▸ **REQUIREMENT**: Go through the records below and copy out every line that contains the word "order".

DATASET EXCERPTS Start Marker

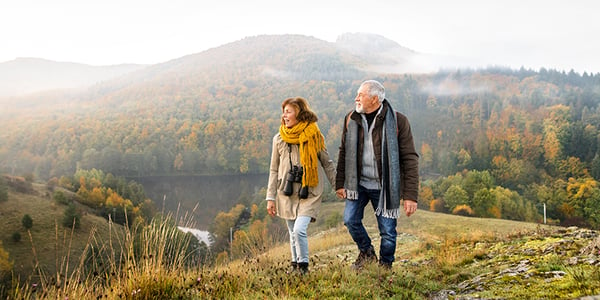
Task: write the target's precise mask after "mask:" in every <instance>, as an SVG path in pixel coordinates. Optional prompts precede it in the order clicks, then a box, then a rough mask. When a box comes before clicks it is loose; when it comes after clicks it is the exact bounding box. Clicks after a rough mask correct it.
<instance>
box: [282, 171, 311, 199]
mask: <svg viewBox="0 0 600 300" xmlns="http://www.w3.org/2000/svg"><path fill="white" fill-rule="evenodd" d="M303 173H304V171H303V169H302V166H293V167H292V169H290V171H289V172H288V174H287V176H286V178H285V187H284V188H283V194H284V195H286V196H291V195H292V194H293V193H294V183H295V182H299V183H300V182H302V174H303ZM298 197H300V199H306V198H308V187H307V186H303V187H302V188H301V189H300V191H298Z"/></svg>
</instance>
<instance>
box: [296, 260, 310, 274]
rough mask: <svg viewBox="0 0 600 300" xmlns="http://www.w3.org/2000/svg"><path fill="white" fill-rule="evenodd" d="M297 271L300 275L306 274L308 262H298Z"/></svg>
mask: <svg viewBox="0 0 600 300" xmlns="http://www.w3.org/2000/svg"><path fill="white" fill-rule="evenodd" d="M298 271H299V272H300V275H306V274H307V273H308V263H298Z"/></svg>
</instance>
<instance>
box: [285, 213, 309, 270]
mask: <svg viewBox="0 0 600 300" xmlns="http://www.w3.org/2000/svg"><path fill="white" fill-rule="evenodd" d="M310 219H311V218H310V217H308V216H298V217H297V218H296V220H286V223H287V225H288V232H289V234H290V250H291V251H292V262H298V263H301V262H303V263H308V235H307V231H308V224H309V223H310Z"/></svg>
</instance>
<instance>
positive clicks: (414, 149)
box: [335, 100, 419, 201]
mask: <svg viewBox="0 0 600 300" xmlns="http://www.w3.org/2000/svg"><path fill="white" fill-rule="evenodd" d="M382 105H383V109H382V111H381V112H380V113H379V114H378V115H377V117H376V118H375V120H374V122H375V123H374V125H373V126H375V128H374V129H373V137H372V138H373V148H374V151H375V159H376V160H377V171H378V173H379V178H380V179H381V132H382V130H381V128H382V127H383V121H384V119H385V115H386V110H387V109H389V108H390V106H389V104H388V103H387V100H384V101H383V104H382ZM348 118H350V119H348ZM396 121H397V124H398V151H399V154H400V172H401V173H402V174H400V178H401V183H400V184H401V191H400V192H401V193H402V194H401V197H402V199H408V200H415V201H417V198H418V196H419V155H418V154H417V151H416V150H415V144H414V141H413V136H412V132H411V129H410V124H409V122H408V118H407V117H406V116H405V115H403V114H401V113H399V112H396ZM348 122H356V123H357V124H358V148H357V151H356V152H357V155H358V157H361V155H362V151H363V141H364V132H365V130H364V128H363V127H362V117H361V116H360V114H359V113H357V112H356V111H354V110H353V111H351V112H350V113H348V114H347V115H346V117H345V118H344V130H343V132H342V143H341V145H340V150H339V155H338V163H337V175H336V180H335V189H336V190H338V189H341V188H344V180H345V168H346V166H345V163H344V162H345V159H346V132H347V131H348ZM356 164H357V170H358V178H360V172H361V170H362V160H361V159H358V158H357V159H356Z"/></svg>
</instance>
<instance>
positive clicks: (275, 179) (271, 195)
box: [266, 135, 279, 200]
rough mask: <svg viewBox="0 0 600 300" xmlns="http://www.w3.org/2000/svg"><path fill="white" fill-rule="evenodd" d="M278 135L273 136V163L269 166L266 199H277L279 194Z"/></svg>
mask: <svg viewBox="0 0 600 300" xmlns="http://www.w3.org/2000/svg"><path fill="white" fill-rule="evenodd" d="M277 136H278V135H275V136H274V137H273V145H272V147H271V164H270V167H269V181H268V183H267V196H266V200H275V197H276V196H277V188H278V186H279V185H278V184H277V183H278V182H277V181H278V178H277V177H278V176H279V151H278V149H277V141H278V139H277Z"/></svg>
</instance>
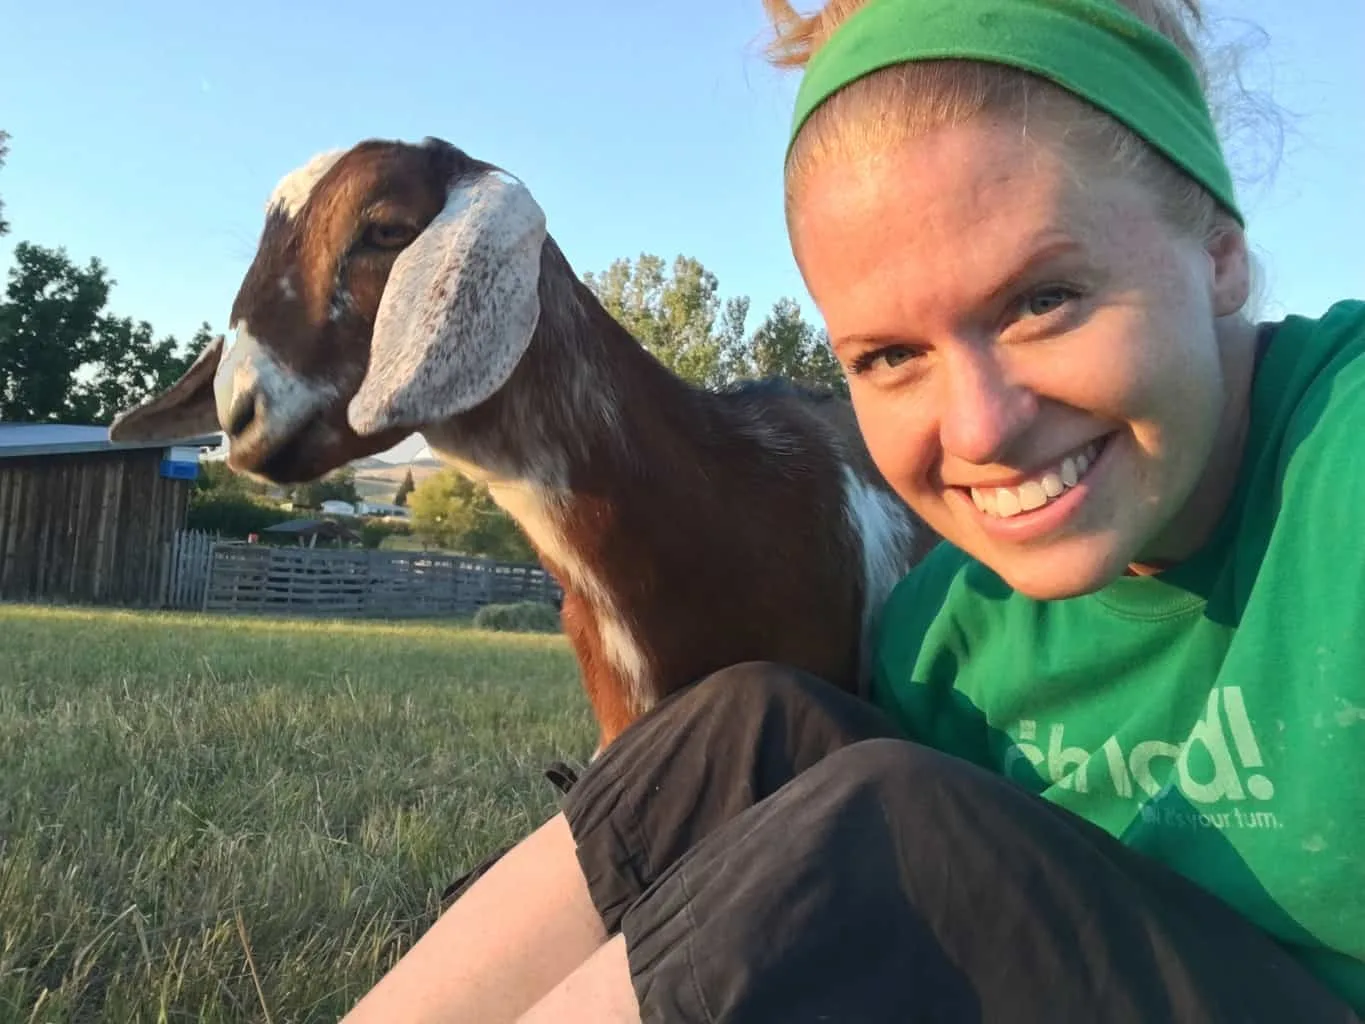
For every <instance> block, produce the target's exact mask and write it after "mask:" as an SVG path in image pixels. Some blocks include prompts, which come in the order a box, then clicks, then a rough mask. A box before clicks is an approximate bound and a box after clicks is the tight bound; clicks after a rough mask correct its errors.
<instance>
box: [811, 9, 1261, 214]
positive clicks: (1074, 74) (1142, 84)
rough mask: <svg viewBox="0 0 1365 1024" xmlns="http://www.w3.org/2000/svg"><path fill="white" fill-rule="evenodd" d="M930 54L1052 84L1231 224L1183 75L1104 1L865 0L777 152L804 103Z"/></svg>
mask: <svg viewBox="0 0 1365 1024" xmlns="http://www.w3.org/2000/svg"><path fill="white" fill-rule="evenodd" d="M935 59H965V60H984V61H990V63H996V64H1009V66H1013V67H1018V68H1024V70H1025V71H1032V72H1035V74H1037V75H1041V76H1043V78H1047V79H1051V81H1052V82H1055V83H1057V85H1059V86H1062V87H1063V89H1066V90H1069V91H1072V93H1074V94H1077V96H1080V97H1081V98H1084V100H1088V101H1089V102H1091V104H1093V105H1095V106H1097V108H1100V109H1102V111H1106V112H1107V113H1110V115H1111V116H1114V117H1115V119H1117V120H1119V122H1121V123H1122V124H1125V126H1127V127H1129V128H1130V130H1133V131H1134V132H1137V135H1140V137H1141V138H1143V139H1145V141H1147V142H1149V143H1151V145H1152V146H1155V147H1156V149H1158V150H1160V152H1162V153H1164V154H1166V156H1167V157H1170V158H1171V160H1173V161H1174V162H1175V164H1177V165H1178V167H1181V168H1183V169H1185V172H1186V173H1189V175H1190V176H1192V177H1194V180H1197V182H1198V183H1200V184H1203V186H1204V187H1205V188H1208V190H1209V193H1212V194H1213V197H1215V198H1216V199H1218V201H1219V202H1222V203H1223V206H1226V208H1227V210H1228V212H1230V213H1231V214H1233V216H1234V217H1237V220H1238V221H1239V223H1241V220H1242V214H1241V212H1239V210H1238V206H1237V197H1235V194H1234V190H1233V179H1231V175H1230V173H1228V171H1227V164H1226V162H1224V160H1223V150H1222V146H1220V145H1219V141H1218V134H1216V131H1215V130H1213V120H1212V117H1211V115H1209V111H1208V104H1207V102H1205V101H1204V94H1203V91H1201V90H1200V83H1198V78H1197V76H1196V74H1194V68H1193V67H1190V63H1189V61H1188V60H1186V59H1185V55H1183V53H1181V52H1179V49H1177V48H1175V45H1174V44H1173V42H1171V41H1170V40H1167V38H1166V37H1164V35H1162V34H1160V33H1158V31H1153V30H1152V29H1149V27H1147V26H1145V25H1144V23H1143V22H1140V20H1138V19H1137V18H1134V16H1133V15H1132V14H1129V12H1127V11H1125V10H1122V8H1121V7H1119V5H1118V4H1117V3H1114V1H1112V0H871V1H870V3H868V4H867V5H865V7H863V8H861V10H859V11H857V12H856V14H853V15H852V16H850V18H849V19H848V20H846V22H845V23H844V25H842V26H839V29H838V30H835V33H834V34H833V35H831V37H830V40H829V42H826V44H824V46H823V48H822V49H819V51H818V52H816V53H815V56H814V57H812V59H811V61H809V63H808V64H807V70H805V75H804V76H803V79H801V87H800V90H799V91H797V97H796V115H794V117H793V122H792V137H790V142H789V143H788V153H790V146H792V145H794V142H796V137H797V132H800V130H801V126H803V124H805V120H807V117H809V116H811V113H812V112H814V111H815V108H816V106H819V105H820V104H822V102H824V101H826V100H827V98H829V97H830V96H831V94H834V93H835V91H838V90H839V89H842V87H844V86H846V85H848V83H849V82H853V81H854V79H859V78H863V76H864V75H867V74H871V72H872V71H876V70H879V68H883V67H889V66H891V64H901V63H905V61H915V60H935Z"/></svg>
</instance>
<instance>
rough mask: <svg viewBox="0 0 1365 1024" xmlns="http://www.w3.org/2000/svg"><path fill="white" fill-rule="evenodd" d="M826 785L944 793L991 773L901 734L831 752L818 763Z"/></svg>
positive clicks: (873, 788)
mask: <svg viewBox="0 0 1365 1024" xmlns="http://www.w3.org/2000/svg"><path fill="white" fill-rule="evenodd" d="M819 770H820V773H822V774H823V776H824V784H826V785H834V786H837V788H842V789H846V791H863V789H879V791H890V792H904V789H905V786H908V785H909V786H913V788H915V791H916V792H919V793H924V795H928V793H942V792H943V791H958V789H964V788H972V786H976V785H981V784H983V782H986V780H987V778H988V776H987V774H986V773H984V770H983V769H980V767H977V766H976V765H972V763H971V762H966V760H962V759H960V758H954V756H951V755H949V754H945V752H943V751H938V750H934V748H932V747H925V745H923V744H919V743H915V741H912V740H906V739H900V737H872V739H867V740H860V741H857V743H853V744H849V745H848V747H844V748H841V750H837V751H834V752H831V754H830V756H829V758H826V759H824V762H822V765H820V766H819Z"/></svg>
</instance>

DATASET EXCERPTS End Marker

▸ **EXERCISE RESPONSE**:
Task: write the target's precise mask after "mask:" in every <instance>, as an SVG path in pixel coordinates. Optional prompts precede it in the order clicks, then a box, then a rough mask. When a box comes before clicks it is loose; when it comes after clicks it is the exact bounding box. Clicks after a rough mask correct it.
For every <instance> block, produce the target's exact mask and write it after "mask:" as an SVG path in image pixels. Some blocks include prompts, which come in the order a box, then clicks, then a rough mask. A box before clicks is an approximate bound and a box after clicks is the tight bound; clicks after a rough mask correct its errors.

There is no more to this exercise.